Stored items from a collection:
BEGIN

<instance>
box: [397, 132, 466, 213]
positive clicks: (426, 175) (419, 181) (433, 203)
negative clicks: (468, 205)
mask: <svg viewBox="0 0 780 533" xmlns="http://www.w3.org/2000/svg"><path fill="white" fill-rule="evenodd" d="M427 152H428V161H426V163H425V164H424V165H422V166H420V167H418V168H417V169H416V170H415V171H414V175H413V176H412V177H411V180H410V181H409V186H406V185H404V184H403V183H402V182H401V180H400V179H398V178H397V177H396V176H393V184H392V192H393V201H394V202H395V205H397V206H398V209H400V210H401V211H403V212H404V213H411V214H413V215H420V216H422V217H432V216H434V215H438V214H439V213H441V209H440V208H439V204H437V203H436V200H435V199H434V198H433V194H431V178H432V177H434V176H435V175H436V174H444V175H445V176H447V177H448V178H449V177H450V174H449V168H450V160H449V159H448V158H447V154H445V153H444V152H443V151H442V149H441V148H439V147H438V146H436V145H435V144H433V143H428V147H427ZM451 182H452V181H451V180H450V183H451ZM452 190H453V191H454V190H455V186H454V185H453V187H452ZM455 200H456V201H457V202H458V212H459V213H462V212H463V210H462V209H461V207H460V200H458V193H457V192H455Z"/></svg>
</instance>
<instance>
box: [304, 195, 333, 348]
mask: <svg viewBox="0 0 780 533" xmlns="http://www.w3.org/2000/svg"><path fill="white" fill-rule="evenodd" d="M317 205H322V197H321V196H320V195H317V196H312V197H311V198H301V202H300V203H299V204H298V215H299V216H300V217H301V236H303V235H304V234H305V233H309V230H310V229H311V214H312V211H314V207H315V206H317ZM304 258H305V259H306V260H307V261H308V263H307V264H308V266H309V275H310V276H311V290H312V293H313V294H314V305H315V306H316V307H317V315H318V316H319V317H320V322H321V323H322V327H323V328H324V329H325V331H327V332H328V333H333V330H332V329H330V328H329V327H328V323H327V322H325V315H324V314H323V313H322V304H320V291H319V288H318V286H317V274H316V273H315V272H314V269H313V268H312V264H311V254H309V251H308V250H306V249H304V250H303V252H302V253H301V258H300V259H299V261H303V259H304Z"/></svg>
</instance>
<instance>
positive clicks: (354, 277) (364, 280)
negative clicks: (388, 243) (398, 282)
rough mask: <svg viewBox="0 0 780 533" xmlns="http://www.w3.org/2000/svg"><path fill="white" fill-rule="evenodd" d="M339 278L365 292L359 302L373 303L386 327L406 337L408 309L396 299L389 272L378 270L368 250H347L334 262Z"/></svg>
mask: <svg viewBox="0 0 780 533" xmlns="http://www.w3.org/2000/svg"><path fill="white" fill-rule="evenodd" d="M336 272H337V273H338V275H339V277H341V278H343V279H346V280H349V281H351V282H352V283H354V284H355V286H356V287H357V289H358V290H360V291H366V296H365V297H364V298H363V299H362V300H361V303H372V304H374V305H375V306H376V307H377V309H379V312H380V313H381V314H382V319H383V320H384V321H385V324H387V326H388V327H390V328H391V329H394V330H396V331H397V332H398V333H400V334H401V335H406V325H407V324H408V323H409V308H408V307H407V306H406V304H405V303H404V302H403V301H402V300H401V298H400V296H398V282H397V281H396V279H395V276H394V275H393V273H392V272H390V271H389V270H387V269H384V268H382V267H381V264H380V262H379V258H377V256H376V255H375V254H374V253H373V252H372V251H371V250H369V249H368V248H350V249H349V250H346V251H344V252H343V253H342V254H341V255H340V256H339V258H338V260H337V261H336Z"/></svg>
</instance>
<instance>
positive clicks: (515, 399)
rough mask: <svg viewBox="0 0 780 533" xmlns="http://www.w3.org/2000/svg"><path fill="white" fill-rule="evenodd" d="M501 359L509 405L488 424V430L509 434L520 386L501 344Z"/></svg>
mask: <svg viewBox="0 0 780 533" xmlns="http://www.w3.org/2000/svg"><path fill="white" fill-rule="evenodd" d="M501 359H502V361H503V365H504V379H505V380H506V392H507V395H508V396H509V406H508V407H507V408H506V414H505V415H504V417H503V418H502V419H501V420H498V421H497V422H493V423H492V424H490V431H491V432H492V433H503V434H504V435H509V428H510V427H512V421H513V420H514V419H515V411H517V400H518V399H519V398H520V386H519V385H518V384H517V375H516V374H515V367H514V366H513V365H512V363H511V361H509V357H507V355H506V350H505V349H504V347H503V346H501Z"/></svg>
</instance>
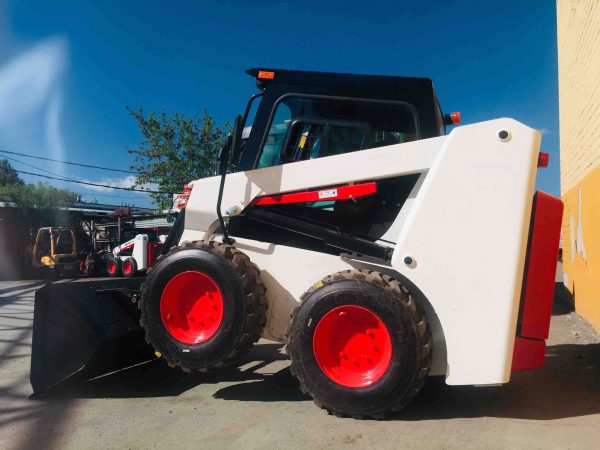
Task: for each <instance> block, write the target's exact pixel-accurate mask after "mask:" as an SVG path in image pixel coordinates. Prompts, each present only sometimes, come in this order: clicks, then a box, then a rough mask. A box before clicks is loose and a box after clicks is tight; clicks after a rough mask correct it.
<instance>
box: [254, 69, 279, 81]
mask: <svg viewBox="0 0 600 450" xmlns="http://www.w3.org/2000/svg"><path fill="white" fill-rule="evenodd" d="M257 78H258V79H260V80H272V79H273V78H275V72H271V71H269V70H259V71H258V77H257Z"/></svg>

END

What the task requires.
Your answer must be the data above, copied exactly from its first line through the line containing "positive clicks: (426, 175)", and nothing more.

Problem solution.
<instance>
box: [397, 132, 466, 213]
positive clicks: (426, 175) (419, 181) (433, 203)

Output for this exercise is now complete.